** DOCUMENT SEGMENT **
'''

Motivational Design

Lenses and Patterns for Motivational Game Design

User Tools

Site Tools


patterns:side_quests

This is an old revision of the document!


Side Quests

When a player can choose to leave the main storyline and complete other tasks (ones not required by the game), these tasks are called side quests. The side quests provide the player with smaller goals to accomplish while waiting to accomplish the main goals.

Using Miyamoto's Pyramid in a different way, we can represent main quest as something the player has to complete. Side Quests are smaller less important missions that act like fillers when the main missions aren't being completed.


Use to

Give the player many smaller easier goals, so that the player isn't overwhelmed by the time it takes to achieve the main goal. It can also provide the player with an experience that the main missions aren't able to provide. It can also be used to give the player a secondary story to play through, closely resembling the story of life, which is many stories intertwined.

'''

** WHAT YOU WILL DO **
1. From the side quests page, write out the stretch from "When a player" through "many stories intertwined.".
2. According to the side quests page, why should a game offer the player many smaller, easier goals? Answer in one to three sentences.
3. Answer these questions from the side quests page:
(a) What are tasks called when the player can leave the main storyline to do them and the game does not require them?
(b) Whose pyramid does the page use in a different way?
(c) What does the page say the story of life is?

** RAW RECORDS **

'''

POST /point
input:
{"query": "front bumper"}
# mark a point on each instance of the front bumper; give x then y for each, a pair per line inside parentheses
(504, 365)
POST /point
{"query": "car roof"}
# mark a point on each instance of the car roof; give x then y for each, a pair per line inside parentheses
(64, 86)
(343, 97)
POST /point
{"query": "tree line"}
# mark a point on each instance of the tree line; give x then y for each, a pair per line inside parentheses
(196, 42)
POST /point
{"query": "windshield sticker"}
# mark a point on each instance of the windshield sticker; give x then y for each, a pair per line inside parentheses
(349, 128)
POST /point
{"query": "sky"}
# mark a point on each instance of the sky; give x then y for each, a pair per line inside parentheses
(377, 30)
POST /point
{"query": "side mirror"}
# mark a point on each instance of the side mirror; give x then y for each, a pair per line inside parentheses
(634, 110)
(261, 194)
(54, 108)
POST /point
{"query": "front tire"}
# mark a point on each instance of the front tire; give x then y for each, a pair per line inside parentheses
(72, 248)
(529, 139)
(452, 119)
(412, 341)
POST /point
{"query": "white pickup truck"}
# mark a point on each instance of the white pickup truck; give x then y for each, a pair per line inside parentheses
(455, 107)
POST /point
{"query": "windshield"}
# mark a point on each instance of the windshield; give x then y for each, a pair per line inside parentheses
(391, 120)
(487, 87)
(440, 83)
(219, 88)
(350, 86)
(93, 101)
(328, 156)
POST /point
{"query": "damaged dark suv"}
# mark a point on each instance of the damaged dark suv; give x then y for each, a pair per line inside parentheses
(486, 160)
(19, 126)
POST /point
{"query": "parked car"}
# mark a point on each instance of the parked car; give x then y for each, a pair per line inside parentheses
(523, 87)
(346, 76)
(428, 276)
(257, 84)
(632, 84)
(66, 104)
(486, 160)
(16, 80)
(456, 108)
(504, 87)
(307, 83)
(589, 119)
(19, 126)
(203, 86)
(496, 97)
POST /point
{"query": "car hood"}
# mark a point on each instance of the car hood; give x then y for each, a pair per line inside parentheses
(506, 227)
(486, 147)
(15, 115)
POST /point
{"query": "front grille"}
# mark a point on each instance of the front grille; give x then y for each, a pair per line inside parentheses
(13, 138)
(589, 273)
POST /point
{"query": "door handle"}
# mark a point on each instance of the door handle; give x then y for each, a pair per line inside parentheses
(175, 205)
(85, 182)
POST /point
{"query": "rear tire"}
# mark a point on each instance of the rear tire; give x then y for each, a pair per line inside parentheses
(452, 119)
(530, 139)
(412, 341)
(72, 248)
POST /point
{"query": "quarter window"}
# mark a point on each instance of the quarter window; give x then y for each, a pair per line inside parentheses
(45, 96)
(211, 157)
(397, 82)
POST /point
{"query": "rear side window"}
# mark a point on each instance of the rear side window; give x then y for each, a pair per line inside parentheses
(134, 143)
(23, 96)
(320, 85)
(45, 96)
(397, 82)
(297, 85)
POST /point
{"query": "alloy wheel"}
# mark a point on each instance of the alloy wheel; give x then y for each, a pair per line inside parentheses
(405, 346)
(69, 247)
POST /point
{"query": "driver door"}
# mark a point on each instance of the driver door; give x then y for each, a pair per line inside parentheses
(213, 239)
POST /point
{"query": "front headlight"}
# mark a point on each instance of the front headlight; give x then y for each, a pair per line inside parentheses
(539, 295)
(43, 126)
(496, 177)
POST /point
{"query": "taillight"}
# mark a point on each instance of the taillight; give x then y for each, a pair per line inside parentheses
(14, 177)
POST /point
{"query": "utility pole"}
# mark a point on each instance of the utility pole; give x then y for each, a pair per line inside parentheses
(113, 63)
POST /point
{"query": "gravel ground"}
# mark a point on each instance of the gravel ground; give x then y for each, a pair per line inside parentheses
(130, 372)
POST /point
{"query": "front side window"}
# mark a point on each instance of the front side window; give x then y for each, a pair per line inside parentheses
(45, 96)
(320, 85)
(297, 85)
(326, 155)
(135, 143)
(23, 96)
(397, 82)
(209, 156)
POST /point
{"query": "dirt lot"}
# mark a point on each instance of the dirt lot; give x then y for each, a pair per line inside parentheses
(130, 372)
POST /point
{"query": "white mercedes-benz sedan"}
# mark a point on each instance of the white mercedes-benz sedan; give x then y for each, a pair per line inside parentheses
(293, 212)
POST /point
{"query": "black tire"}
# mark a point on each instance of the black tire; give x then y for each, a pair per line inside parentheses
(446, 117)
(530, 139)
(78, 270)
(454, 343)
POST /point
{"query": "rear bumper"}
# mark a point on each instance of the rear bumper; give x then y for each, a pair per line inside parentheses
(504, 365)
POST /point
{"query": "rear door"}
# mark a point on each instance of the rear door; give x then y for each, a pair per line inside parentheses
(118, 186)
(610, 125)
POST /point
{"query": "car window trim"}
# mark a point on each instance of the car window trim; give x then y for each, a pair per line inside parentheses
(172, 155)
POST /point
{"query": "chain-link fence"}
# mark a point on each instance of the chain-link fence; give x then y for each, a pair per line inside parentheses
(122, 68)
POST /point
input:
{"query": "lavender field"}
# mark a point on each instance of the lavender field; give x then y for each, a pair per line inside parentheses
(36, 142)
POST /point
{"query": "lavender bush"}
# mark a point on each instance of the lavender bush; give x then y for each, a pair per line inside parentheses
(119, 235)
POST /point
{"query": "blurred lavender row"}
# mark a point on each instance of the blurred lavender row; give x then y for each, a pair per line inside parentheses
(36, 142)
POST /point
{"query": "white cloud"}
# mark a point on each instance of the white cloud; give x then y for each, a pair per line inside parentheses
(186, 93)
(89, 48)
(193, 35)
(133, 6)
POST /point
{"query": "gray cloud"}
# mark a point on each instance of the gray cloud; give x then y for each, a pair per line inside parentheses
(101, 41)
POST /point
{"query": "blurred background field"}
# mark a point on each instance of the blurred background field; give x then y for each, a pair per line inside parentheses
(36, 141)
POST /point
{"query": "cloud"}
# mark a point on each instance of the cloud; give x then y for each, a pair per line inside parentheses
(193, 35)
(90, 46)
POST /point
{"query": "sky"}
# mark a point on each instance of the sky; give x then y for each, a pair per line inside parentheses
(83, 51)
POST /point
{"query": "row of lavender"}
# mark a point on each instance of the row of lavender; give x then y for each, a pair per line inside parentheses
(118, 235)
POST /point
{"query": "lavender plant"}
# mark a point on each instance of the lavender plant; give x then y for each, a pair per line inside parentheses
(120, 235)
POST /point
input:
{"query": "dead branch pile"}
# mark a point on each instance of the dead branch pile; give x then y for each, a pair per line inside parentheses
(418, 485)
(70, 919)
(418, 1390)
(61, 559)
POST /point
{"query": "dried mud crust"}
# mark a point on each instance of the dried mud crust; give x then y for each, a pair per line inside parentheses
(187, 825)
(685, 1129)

'''

** ANSWER SET **
1.
When a player can choose to leave the main storyline and complete other tasks (ones not required by the game), these tasks are called side quests. The side quests provide the player with smaller goals to accomplish while waiting to accomplish the main goals.

Using Miyamoto's Pyramid in a different way, we can represent main quest as something the player has to complete. Side Quests are smaller less important missions that act like fillers when the main missions aren't being completed.


Use to

Give the player many smaller easier goals, so that the player isn't overwhelmed by the time it takes to achieve the main goal. It can also provide the player with an experience that the main missions aren't able to provide. It can also be used to give the player a secondary story to play through, closely resembling the story of life, which is many stories intertwined.

2. Smaller, easier goals keep the player from being overwhelmed by how long it takes to reach the main goal.

3.
(a) Side quests.
(b) Miyamoto's.
(c) Many stories intertwined.